The Ice Ages

By editor

Glasgow, Valley County, Montana

The story of northern Montana is written in stone and ice, in the slow and relentless advance of glaciers that reshaped the land over epochs beyond human memory. About 190,000 years ago, long before any recorded history, colossal sheets of ice crept down from the Arctic, pressing onto the northern Great Plains of Montana. These glaciers, part of the Illinoian glaciation, originated far to the north and northeast, moving southward with immense weight and cold. Though the ice here was thinner than in lands further north, where the Laurentide Ice Sheet reached its thickest, the impact upon the region was profound.

The glacier’s southern margin lay just north of what would become the Milk River valley, a boundary where the ice’s mass thinned and eventually halted. As the glacier advanced, it blocked the Missouri River’s original channel. Rivers, unlike ice, seek paths of least resistance, and so the Missouri was forced to carve a new route around the ice’s edge. This diversion created the Milk River channel between Havre and Wolf Point--a route the Missouri has maintained for the past 130,000 years since the ice melted away.

The retreat of the Illinoian glacier came roughly 130,000 years ago. As the ice melted, it left behind a landscape utterly transformed. The terrain, once swept clean and compressed beneath the ice’s immense pressure, now bore the marks of glaciation in the form of glacial till -- a mixture of clay, sand, gravel, and boulders deposited as the ice receded. Among these deposits lie the erratics, enormous boulders transported hundreds of miles by the ice’s slow movement. Some of these monstrous stones originated in northern Manitoba, carried over the plains, while others came from rock formations west of Lake Winnipeg. These erratics, often granite or other hard igneous rocks, appear incongruous amid the softer sedimentary bedrock of Montana’s plains.

» Your task: Rewrite the passage from the Montana ice ages text starting at "The story of" and ending at "region was profound.", putting "ice sheets" in place of "glaciers".

» Excerpted data:
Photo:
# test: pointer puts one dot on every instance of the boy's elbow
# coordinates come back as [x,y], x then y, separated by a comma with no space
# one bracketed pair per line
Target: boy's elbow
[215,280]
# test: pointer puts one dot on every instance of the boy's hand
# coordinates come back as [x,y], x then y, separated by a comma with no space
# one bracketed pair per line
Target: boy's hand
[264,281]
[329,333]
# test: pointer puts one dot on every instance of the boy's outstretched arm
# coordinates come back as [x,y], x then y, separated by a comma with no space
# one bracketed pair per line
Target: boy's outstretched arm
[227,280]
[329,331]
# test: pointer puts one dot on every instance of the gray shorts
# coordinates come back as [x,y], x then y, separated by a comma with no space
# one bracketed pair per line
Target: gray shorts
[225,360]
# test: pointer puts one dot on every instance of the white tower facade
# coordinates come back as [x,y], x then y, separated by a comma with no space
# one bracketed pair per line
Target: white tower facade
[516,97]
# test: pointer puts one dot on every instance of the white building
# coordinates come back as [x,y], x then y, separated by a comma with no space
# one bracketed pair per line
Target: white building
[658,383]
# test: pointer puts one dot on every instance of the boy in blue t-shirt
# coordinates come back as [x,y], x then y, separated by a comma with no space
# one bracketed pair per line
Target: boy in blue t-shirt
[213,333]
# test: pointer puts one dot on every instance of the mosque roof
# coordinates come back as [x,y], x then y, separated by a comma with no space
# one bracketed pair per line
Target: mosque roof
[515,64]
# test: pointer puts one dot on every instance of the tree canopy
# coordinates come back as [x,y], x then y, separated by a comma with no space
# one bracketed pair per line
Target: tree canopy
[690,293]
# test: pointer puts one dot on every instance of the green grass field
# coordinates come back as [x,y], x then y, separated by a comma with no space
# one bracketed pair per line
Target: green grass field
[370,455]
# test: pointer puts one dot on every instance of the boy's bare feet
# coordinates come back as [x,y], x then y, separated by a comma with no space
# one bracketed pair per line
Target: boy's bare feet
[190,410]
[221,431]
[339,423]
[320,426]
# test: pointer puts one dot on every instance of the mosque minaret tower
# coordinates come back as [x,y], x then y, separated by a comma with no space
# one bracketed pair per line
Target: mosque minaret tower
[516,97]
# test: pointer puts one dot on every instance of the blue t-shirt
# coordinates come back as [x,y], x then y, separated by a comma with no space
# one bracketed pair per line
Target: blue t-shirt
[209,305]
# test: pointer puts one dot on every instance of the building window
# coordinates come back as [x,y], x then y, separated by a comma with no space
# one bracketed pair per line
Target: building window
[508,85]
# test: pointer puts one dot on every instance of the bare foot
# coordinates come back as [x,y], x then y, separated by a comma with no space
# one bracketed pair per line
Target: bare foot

» Finished exercise:
The story of northern Montana is written in stone and ice, in the slow and relentless advance of ice sheets that reshaped the land over epochs beyond human memory. About 190,000 years ago, long before any recorded history, colossal sheets of ice crept down from the Arctic, pressing onto the northern Great Plains of Montana. These ice sheets, part of the Illinoian glaciation, originated far to the north and northeast, moving southward with immense weight and cold. Though the ice here was thinner than in lands further north, where the Laurentide Ice Sheet reached its thickest, the impact upon the region was profound.